**Activity:** Set down every line below, word for word.

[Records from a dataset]

● ● ●

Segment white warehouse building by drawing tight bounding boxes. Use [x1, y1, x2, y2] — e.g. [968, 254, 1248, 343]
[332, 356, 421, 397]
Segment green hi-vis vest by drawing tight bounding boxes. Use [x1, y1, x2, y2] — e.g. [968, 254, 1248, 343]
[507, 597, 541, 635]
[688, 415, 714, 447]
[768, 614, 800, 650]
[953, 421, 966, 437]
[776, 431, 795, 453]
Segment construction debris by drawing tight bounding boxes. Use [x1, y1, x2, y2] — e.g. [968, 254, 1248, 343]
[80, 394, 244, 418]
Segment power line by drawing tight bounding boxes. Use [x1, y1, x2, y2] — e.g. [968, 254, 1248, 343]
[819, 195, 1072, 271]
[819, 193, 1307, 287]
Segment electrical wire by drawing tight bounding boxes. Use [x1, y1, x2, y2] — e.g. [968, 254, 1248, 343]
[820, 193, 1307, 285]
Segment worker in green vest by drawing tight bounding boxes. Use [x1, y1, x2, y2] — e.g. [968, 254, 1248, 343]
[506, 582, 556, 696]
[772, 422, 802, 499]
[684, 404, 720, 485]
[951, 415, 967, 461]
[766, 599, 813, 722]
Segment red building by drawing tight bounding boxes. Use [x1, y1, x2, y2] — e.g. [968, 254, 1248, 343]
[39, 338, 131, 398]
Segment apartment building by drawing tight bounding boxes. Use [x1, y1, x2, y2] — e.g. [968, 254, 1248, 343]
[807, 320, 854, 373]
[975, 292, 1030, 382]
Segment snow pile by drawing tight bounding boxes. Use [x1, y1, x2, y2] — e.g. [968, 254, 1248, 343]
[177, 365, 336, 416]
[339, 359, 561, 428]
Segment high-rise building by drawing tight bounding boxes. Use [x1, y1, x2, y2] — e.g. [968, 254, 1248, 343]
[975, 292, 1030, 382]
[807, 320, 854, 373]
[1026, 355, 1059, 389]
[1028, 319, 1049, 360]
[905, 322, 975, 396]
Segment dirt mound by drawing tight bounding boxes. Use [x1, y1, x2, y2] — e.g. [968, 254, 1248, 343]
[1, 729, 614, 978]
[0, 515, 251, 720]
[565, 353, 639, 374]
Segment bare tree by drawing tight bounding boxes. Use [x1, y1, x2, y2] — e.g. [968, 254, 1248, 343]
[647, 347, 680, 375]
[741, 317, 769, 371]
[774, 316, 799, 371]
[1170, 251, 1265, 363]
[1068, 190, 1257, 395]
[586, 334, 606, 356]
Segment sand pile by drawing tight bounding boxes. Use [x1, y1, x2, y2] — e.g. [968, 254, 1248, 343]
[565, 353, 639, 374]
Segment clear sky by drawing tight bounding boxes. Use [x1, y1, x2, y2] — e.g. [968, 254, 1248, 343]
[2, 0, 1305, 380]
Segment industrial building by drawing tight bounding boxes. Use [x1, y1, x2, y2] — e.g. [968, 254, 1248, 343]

● ● ●

**The answer:**
Segment white warehouse building by drawing tight bounding boxes. Use [x1, y1, x2, y2] — e.g. [968, 254, 1248, 343]
[332, 356, 421, 397]
Segment green hi-vis vest by drawing tight bounding boxes. Use [x1, y1, x2, y2] — e.g. [968, 254, 1248, 343]
[507, 597, 541, 635]
[688, 415, 714, 447]
[768, 614, 800, 650]
[953, 421, 966, 437]
[776, 431, 795, 453]
Segment construction debris by drawing tight bounding boxes. Use [x1, y1, x2, y2] — e.g. [968, 254, 1248, 343]
[80, 394, 244, 418]
Segment power line by drawing tight bounding boxes. Use [x1, y1, x2, y2] — e.g. [968, 254, 1248, 343]
[819, 195, 1072, 271]
[819, 193, 1307, 287]
Segment electrical wire by drawing tight bounding boxes. Use [x1, y1, x2, y2] — e.g. [968, 254, 1248, 343]
[820, 193, 1307, 285]
Segment worker in green vest by drawing tight bounding boxes. Use [x1, y1, x2, y2] — e.g. [968, 254, 1248, 343]
[506, 582, 556, 696]
[772, 422, 802, 499]
[684, 404, 720, 485]
[951, 415, 967, 461]
[766, 599, 813, 722]
Segment red building by drawing tight bounding boxes. Use [x1, y1, x2, y2] — e.g. [968, 254, 1248, 343]
[39, 338, 131, 398]
Segment apartment building by drawing tight bounding boxes. Use [x1, y1, x2, y2] — e.g. [968, 254, 1248, 343]
[807, 320, 854, 373]
[975, 292, 1030, 382]
Segment snow pile by drawing tight bounding boxes. Use [x1, y1, x2, y2] — e.g. [968, 254, 1248, 343]
[177, 365, 336, 416]
[339, 359, 561, 428]
Segment high-rise building by drawing tight bounding boxes. Use [x1, y1, x2, y2] — e.g. [968, 254, 1248, 343]
[975, 292, 1030, 382]
[807, 320, 854, 373]
[1026, 355, 1059, 389]
[1028, 319, 1049, 360]
[905, 322, 975, 396]
Segment dirt mound by drawing tight bounding boxes. Use [x1, y1, x2, y2] — e.g. [968, 254, 1248, 343]
[1, 729, 614, 978]
[0, 515, 251, 720]
[565, 353, 639, 374]
Segment bare tree by drawing tight bounding boxes. Use [x1, y1, x2, y2] — e.g. [968, 254, 1248, 343]
[647, 347, 680, 375]
[741, 317, 769, 371]
[774, 316, 799, 371]
[1170, 251, 1265, 363]
[1068, 190, 1257, 395]
[586, 334, 606, 356]
Segment sand pile by drawing tight bounding boxes. Use [x1, y1, x2, y2] — e.g. [968, 254, 1248, 343]
[565, 353, 639, 374]
Segment clear sky by drawing tight bounding boxes. Use [x1, y1, x2, y2] — e.g. [968, 254, 1248, 343]
[2, 0, 1305, 380]
Segment industrial building by drawing tight bounding boxes. Use [x1, y1, x2, y2] — e.g. [968, 254, 1248, 343]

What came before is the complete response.